**Job**
Copy every line from the beginning of the data down to and including the line that contains "[[287, 16], [335, 127], [381, 3], [334, 27]]". Leave the pictures out of your copy.

____ Extracted records

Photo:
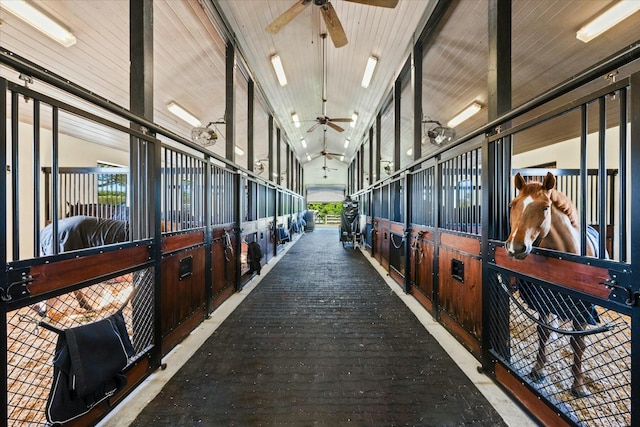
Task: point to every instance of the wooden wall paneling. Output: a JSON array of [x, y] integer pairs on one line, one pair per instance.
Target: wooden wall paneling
[[55, 275], [175, 242], [460, 299], [581, 277], [181, 297]]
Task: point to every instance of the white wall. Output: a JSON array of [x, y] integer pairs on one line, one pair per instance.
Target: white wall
[[314, 174]]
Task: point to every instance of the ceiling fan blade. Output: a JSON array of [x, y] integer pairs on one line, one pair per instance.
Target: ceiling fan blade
[[287, 16], [335, 127], [381, 3], [334, 27]]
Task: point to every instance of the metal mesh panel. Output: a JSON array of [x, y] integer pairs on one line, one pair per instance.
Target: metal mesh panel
[[31, 347], [523, 312]]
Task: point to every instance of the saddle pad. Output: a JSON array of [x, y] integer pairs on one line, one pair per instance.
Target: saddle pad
[[87, 367]]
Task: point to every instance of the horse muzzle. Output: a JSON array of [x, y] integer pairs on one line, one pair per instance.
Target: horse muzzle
[[516, 250]]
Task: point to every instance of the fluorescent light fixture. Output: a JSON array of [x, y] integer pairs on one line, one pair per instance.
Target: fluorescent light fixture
[[368, 72], [277, 66], [183, 114], [612, 16], [464, 114], [40, 21]]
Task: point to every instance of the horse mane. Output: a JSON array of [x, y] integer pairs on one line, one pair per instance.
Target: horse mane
[[565, 205]]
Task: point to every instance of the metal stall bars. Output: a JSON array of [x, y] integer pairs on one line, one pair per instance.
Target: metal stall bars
[[560, 323], [43, 285]]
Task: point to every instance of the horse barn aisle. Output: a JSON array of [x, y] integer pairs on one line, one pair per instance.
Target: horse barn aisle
[[322, 340]]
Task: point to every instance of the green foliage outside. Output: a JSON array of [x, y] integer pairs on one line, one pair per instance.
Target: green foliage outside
[[324, 209]]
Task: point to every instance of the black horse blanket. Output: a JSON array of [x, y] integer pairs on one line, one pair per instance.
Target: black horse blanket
[[79, 232], [87, 367], [254, 255]]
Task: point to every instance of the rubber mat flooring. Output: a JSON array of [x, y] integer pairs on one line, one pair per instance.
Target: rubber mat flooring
[[321, 341]]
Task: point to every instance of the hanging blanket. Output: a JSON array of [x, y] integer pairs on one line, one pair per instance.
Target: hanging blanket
[[87, 367]]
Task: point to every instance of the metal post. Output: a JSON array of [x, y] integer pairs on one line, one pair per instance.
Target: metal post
[[250, 108], [230, 102]]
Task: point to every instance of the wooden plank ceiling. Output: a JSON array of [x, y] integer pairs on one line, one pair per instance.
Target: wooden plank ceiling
[[189, 60]]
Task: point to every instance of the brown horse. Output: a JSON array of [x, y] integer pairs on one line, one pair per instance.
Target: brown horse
[[544, 217]]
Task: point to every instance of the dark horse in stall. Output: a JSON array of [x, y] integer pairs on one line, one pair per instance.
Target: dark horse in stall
[[80, 232], [544, 217]]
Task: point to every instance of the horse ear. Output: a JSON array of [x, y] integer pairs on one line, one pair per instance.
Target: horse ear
[[549, 182], [518, 181]]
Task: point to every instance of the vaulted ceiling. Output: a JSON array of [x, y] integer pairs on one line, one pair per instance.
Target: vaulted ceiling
[[189, 62]]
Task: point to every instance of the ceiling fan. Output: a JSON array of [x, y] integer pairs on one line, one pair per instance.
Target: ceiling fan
[[323, 119], [206, 136], [326, 168], [334, 27], [438, 135]]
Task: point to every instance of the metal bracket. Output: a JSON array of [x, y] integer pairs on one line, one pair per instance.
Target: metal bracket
[[633, 297], [18, 286]]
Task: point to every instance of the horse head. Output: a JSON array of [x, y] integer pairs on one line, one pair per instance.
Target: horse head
[[530, 216]]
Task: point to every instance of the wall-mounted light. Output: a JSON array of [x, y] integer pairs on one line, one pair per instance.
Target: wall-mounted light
[[368, 71], [180, 111], [277, 66], [465, 114], [40, 21], [612, 16]]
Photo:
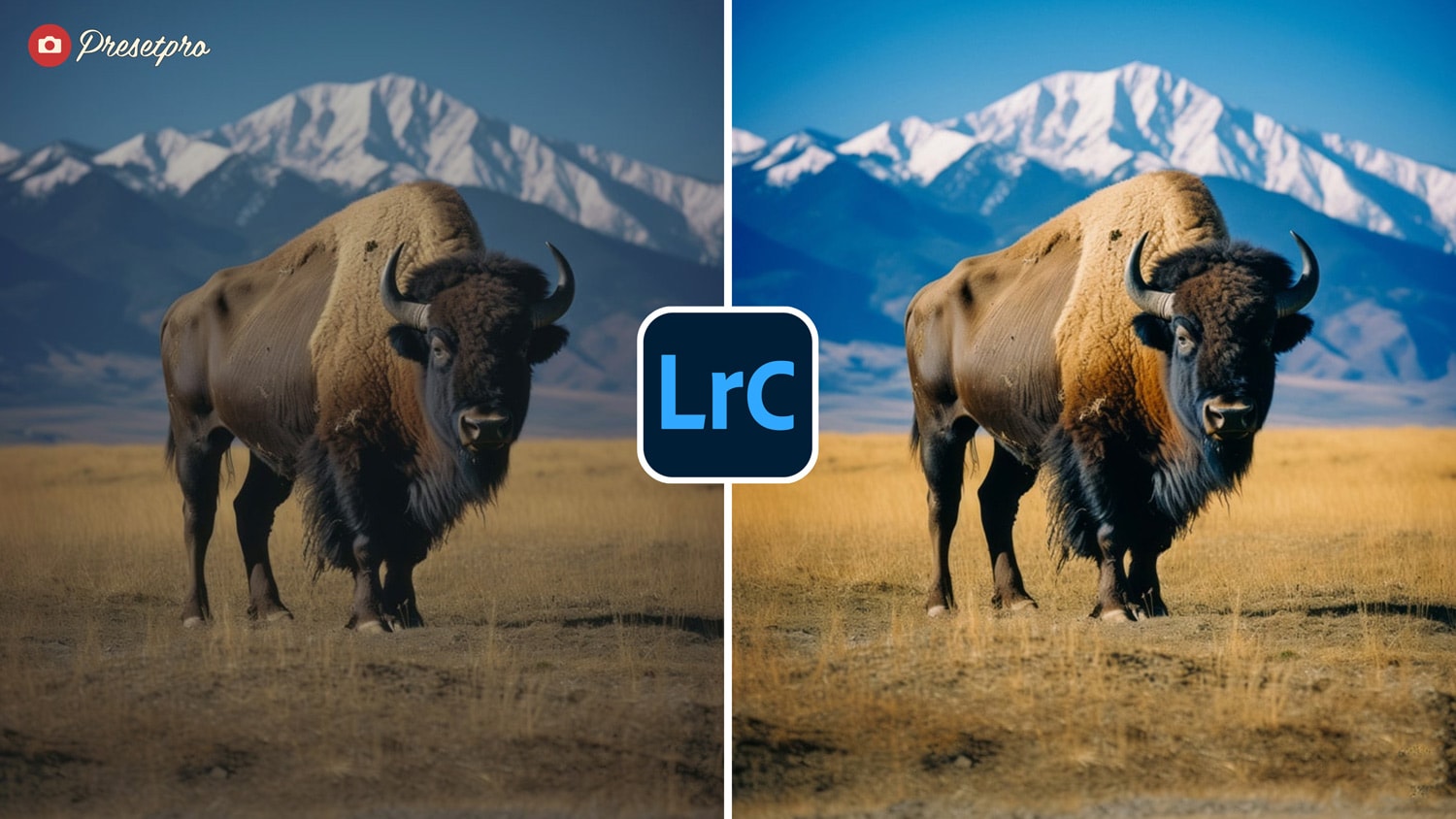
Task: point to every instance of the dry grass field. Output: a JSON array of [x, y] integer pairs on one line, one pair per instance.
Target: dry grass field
[[1307, 668], [571, 665]]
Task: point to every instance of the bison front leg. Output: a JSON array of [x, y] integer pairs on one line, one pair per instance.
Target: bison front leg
[[1142, 580], [399, 592], [369, 611], [1112, 600]]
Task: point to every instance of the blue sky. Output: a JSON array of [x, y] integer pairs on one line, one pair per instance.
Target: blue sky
[[1383, 73], [643, 78]]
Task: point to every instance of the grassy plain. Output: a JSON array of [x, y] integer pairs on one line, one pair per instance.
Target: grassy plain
[[571, 665], [1309, 664]]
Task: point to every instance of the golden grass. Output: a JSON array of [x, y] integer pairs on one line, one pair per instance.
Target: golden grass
[[573, 659], [1310, 658]]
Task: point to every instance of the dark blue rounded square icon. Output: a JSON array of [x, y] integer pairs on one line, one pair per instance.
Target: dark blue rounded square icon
[[727, 395]]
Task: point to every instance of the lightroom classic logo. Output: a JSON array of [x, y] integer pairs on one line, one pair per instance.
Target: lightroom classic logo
[[51, 46]]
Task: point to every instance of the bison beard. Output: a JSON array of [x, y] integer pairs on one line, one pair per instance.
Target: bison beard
[[1139, 398]]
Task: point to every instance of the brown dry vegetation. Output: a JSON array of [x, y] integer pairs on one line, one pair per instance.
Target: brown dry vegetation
[[573, 659], [1309, 664]]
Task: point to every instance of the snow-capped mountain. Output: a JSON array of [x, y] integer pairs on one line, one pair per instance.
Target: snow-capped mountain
[[1098, 127], [363, 137], [101, 242], [849, 229]]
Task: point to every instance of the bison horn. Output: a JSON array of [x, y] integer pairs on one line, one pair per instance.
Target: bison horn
[[555, 306], [1295, 299], [405, 311], [1150, 300]]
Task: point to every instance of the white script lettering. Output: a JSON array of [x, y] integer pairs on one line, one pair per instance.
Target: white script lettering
[[93, 41]]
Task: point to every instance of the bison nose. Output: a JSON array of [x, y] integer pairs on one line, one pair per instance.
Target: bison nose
[[483, 429], [1228, 419]]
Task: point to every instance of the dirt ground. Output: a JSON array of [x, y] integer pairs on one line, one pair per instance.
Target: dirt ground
[[571, 661], [1307, 668]]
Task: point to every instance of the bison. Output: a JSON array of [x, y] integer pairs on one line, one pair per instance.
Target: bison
[[1139, 396], [381, 361]]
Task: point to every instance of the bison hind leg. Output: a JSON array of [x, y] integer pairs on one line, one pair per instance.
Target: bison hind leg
[[255, 507], [198, 460], [943, 458], [1001, 499]]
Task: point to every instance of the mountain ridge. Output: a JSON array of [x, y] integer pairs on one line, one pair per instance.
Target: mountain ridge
[[855, 226]]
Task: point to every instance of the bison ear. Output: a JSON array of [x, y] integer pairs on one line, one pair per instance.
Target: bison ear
[[410, 343], [1290, 331], [1153, 332], [546, 343]]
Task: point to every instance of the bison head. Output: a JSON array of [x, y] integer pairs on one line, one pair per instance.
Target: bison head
[[1220, 313], [477, 334]]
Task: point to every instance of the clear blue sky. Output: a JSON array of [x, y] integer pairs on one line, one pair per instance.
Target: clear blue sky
[[1383, 72], [643, 78]]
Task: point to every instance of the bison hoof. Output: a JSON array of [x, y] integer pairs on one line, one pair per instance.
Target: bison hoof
[[372, 627]]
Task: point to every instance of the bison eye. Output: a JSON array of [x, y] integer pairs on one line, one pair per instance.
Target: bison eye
[[439, 352], [1185, 341]]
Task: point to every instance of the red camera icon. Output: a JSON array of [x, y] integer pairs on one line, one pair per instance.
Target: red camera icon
[[50, 46]]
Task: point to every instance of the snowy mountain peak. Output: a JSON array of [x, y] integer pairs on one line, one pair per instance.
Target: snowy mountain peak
[[361, 137], [163, 160], [794, 156], [1098, 127]]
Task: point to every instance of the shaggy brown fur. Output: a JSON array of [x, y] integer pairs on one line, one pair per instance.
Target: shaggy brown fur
[[297, 358], [1042, 345]]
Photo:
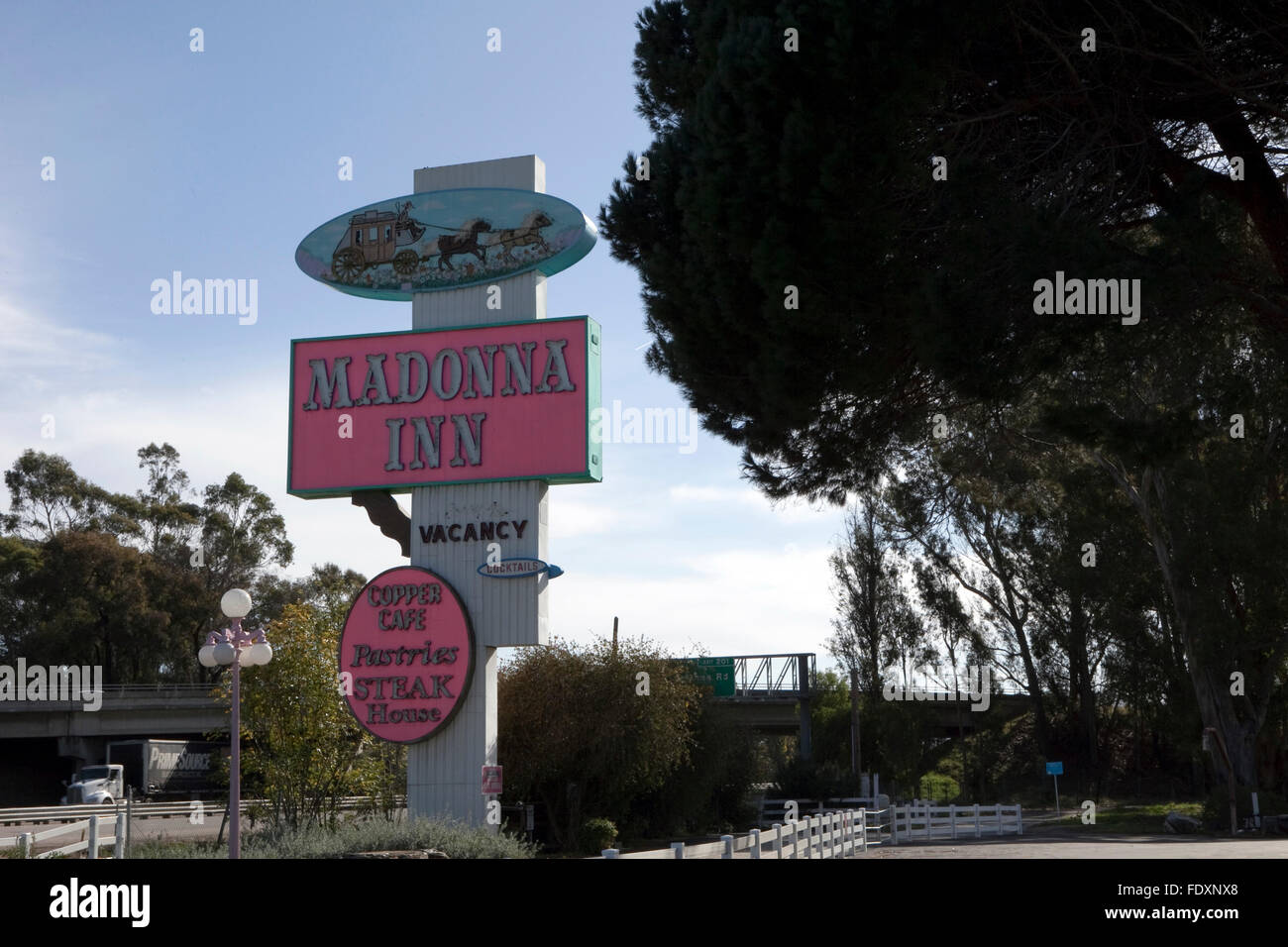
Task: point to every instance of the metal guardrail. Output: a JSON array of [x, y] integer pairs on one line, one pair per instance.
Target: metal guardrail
[[841, 834], [72, 813]]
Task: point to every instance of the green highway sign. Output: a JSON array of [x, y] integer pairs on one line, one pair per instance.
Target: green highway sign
[[713, 672]]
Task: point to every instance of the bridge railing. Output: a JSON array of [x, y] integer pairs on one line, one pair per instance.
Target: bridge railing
[[828, 835], [773, 676]]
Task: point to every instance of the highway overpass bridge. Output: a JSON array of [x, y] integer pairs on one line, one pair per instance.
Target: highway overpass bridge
[[43, 741]]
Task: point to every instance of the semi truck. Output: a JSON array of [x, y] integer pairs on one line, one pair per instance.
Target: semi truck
[[154, 768]]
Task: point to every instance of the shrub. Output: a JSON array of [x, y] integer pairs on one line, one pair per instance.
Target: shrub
[[1216, 806], [595, 835], [454, 839]]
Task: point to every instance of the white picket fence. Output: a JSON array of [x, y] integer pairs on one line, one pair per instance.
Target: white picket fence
[[846, 832], [90, 843], [926, 821]]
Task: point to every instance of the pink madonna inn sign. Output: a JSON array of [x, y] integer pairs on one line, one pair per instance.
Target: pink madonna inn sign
[[403, 410], [406, 655]]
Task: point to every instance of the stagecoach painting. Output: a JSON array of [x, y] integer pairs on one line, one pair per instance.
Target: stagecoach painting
[[445, 240]]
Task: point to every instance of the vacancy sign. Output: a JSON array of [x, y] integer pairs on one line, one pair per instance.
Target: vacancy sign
[[402, 410]]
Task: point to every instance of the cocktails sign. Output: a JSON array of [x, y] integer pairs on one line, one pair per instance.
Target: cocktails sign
[[445, 240], [403, 410], [406, 655]]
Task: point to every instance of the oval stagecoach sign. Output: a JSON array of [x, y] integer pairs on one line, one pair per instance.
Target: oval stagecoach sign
[[406, 655], [445, 240]]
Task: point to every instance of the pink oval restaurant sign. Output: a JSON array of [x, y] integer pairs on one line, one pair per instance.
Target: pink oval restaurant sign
[[406, 655]]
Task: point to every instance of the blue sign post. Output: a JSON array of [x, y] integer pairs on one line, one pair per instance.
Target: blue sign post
[[1055, 771]]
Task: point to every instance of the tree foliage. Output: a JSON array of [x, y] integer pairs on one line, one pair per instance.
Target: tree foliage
[[1155, 157], [305, 750], [575, 735]]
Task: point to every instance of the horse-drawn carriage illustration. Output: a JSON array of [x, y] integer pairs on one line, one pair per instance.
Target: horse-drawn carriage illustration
[[374, 239]]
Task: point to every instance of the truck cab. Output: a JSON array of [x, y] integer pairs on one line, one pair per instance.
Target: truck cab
[[98, 785]]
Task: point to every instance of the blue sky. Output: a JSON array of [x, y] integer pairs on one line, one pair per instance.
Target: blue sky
[[218, 162]]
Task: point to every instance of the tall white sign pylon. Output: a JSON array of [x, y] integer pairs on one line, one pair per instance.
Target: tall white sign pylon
[[443, 775]]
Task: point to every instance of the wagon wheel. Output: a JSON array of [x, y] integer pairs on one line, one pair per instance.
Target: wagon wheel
[[348, 263], [406, 263]]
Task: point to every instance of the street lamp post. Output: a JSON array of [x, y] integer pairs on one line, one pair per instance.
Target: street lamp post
[[237, 648]]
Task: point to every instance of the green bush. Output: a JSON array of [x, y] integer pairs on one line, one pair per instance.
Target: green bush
[[595, 835], [454, 839]]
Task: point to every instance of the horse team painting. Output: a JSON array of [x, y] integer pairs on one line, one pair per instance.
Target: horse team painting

________

**Correct answer**
Photo:
Task: point to every instance of the wooden wall paneling. Output: a JSON array of [x, y] integer pairs on one line, one pair per instance.
Target: wooden wall paneling
[[55, 275], [175, 242], [460, 299], [581, 277], [181, 297]]
Task: point to every instance of the white wall. Output: a JSON array of [x, y] integer pairs on one line, one pair per instance.
Target: white wall
[[314, 174]]
Task: point to every instance of the ceiling fan blade. Output: a JSON array of [x, y] integer pairs on one line, one pair per instance.
Target: ceiling fan blade
[[287, 16], [335, 127], [381, 3], [334, 27]]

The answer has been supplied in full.